### Task details
Gather every line in the records below that contains the word "hillside", treating uppercase and lowercase as different.

╭─ Records shown

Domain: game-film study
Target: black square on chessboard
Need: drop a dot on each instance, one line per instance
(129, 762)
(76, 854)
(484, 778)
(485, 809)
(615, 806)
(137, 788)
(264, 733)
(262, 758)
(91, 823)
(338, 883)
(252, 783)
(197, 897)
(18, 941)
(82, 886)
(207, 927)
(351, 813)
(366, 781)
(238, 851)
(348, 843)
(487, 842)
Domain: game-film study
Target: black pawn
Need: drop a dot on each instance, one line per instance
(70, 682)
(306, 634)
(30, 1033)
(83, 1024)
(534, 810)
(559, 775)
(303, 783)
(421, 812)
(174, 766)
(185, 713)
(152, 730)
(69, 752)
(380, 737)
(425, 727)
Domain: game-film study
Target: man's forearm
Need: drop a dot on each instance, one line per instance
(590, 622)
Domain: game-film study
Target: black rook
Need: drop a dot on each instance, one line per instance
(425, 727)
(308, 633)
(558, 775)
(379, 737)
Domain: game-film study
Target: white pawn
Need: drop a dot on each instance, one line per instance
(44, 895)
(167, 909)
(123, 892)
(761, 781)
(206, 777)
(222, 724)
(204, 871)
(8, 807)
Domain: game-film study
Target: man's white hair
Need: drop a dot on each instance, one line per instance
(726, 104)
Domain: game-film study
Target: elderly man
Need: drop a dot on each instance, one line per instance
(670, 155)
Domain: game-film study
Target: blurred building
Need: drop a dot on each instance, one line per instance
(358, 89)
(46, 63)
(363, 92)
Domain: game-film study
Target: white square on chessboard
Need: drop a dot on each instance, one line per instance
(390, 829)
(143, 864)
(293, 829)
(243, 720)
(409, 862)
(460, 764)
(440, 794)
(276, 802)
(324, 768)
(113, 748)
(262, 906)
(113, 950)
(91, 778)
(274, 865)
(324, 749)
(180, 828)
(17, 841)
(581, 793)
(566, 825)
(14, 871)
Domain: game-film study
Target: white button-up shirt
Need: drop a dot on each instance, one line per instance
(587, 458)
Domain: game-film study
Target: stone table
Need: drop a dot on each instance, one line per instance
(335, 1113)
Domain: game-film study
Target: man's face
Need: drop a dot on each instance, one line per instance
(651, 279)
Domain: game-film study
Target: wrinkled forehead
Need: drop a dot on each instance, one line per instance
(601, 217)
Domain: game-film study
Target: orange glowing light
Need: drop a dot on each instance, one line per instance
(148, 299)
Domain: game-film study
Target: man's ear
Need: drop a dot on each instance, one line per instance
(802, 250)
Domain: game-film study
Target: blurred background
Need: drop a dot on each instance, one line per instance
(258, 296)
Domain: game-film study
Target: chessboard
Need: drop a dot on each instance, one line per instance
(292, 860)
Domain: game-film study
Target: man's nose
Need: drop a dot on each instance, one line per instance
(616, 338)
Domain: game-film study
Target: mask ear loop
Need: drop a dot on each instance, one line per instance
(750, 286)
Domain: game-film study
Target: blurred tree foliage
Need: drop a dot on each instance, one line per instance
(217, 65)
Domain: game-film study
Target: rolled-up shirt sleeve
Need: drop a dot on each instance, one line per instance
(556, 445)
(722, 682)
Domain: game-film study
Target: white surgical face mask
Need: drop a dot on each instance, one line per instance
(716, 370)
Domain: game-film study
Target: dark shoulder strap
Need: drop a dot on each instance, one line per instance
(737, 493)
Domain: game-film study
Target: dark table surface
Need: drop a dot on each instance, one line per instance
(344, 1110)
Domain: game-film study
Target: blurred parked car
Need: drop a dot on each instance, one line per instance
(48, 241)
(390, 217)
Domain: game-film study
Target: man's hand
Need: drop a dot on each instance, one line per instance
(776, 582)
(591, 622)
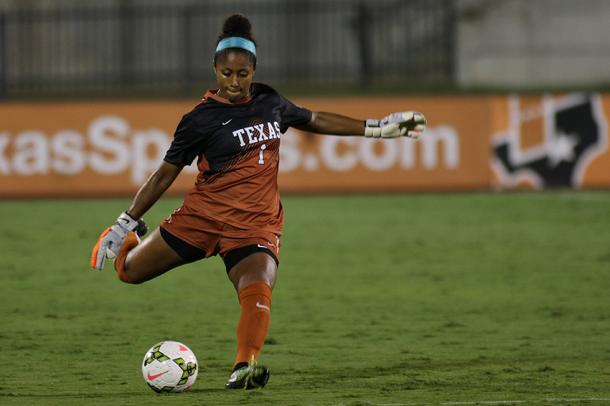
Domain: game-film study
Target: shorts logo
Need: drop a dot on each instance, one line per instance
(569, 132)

╰─
╭─ Records shown

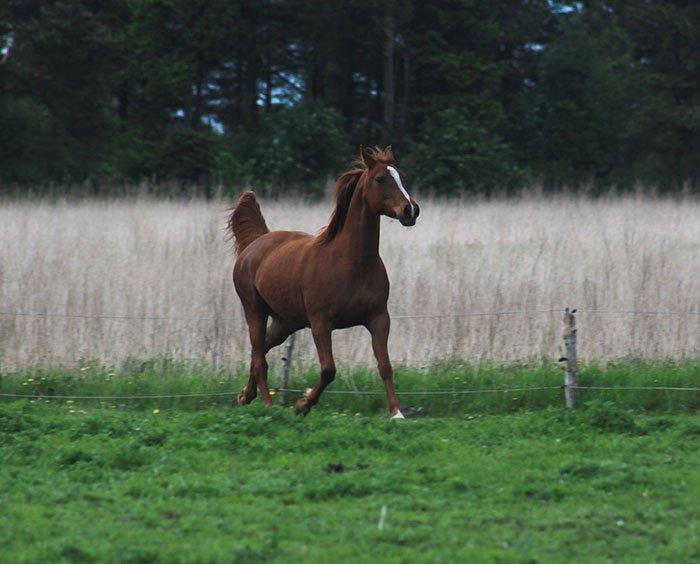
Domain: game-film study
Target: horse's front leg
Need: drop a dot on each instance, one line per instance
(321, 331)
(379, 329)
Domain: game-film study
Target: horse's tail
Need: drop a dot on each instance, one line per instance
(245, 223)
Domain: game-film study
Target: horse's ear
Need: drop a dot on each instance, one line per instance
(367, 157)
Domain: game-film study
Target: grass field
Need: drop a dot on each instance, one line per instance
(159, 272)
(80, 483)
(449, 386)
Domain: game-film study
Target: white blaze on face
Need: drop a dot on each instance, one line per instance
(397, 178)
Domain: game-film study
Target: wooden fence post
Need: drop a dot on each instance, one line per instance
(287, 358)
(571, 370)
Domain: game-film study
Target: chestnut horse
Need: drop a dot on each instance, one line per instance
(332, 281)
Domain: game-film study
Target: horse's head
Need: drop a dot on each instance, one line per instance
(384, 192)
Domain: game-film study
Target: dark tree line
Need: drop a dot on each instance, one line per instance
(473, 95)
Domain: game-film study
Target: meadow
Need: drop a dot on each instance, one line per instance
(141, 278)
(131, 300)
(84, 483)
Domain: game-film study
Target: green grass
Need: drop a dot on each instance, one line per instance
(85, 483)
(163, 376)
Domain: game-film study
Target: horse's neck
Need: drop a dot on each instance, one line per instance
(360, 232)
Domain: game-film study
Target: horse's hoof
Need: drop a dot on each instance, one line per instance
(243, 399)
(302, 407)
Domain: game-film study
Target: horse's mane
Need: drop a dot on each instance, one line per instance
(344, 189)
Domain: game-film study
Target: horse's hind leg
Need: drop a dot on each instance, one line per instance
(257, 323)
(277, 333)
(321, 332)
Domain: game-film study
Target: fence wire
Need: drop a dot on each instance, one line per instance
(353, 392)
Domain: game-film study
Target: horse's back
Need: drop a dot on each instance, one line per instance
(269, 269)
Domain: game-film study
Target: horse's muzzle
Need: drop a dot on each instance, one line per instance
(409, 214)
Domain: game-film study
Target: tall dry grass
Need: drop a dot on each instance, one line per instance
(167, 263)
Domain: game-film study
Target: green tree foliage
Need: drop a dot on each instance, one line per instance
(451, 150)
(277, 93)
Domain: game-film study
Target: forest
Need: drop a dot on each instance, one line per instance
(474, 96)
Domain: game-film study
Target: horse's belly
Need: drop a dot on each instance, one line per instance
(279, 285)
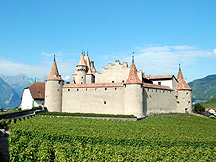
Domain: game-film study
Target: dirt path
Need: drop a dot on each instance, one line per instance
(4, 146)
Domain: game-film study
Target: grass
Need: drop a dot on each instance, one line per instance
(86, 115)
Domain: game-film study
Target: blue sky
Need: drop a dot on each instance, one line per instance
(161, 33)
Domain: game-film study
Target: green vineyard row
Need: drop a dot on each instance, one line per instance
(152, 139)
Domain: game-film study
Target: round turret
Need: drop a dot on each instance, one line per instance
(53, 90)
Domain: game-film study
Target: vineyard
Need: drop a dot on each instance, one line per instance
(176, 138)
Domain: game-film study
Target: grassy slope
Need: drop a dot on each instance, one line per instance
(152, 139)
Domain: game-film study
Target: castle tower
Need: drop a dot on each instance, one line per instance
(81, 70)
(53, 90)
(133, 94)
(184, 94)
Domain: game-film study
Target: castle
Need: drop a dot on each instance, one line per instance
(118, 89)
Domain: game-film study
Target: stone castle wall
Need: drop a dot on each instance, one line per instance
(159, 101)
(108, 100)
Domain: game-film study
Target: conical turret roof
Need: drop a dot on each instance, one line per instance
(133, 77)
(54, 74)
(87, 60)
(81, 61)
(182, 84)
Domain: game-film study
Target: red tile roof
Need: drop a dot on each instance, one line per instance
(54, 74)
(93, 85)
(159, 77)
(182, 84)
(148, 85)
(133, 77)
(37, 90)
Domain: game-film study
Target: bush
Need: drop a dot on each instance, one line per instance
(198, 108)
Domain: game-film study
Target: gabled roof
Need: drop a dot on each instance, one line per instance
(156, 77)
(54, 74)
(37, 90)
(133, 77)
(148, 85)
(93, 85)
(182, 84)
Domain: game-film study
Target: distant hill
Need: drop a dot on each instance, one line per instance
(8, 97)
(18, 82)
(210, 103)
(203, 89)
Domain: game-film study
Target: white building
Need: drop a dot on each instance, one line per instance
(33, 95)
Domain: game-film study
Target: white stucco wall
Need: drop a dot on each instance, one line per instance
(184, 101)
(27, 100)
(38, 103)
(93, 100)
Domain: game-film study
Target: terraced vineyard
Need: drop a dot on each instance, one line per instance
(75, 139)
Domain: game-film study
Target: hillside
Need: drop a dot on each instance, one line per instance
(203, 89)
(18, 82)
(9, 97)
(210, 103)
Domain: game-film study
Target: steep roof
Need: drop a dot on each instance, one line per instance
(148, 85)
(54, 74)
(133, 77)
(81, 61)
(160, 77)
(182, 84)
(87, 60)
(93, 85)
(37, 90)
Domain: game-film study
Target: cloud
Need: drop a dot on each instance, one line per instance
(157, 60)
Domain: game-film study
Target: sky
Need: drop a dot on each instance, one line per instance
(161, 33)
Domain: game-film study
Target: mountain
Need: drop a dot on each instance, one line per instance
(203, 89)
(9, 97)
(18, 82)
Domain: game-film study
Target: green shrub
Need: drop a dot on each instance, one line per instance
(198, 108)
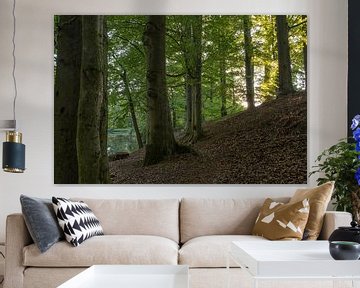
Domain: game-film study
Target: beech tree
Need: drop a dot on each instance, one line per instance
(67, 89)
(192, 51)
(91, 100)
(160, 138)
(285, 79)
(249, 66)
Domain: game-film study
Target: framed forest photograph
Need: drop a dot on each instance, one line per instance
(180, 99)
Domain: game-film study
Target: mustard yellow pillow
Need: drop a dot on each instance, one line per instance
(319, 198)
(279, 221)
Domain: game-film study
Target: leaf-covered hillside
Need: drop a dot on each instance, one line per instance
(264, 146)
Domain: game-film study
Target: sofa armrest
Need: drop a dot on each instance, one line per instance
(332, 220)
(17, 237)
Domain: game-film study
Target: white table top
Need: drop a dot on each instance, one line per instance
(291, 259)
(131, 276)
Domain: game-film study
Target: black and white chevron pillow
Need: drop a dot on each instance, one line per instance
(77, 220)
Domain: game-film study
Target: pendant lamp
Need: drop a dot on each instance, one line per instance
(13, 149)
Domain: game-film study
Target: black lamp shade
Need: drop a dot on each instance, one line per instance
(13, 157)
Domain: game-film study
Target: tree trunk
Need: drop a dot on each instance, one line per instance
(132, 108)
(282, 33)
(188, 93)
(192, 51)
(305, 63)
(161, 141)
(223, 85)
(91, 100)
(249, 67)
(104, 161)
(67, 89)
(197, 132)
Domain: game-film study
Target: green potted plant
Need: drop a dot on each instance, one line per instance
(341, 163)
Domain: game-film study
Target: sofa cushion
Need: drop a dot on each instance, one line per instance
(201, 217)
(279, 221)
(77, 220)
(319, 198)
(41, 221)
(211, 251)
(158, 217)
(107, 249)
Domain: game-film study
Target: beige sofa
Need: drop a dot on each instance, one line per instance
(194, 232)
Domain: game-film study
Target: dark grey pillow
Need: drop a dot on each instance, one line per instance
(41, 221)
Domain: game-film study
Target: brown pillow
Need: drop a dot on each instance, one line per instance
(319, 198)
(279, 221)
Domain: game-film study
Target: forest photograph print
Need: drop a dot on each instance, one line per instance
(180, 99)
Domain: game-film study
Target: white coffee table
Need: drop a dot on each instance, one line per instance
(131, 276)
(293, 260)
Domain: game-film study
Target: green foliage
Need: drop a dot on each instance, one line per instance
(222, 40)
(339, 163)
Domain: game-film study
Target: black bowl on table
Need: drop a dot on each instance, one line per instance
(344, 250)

╰─

### Problem solution
Target: hillside
Target: leaf-covered hillside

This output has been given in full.